Problem - In the records below, copy word for word the lines that start at the line containing "Exercise. Spot the boy in" and run through the end of the records.

Data excerpts -

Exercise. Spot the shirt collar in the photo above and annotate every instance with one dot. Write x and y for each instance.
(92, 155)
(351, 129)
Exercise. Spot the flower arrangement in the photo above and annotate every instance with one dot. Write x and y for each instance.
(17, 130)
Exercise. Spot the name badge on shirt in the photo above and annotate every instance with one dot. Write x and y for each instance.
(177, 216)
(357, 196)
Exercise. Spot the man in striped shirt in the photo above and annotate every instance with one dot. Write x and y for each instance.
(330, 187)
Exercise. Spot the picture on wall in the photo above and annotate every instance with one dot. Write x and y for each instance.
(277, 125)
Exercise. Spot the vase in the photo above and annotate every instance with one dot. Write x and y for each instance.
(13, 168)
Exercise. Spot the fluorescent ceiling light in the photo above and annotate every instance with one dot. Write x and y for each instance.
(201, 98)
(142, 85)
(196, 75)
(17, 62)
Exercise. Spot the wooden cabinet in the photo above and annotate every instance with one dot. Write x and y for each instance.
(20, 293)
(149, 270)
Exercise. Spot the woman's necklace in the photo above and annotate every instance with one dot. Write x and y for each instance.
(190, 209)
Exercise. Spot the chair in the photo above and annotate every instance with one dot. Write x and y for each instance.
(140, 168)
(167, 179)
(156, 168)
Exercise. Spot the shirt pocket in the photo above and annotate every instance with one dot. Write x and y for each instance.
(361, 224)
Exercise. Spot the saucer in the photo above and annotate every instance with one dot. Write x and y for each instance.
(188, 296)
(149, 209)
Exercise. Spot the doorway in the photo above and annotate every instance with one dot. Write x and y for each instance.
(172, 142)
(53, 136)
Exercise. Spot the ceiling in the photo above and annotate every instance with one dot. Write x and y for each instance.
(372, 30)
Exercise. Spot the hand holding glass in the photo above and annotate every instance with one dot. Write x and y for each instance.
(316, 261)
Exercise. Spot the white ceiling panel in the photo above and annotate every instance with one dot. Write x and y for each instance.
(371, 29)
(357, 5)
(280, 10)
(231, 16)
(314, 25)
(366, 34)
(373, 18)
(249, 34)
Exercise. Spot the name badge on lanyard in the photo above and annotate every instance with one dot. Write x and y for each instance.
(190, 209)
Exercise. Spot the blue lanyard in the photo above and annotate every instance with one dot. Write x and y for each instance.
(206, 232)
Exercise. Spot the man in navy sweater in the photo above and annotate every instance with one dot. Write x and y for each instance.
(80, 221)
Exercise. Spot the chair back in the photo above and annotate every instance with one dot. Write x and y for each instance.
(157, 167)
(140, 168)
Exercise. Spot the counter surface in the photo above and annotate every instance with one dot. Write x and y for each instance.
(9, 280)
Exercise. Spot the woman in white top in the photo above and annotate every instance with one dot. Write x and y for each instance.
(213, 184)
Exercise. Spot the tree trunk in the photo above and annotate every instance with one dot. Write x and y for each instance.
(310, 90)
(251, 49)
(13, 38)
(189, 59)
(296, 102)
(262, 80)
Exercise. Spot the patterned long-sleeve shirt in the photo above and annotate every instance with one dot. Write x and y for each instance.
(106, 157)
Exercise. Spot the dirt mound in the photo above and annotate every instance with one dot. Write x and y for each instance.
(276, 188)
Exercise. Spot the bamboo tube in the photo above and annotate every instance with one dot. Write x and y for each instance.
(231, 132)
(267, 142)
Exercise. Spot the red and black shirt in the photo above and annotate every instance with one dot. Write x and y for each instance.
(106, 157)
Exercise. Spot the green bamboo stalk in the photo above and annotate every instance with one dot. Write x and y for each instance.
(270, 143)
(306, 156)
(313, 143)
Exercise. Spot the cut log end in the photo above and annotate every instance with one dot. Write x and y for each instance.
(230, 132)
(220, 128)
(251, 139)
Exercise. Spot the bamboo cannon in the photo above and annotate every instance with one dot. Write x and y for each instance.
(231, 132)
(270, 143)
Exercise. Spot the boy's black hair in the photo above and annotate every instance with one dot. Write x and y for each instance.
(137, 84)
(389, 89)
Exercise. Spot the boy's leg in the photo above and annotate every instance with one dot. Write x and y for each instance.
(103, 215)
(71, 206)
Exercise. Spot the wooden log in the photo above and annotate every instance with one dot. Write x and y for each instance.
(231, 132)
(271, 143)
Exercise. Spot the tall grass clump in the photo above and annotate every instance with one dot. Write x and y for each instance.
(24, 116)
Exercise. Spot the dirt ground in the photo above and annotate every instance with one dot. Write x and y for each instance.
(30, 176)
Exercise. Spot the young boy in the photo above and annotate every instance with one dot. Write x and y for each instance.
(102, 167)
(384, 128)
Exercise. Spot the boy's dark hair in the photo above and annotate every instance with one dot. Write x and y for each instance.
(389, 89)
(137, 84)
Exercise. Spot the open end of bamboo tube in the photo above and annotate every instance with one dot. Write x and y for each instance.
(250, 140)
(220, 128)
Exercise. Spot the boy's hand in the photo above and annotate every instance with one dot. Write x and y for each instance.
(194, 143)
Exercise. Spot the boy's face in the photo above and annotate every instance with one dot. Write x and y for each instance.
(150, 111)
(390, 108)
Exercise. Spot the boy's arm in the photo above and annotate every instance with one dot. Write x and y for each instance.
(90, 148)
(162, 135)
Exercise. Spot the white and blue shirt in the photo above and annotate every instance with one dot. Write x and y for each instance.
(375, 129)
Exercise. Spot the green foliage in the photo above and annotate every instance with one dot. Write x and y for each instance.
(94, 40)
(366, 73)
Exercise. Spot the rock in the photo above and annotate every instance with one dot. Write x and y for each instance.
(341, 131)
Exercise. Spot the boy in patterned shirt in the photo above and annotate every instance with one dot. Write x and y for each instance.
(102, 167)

Final result -
Exercise. Spot the boy in patterned shirt in the photo above and annotate every instance with one dot. Write x and y for each instance.
(102, 167)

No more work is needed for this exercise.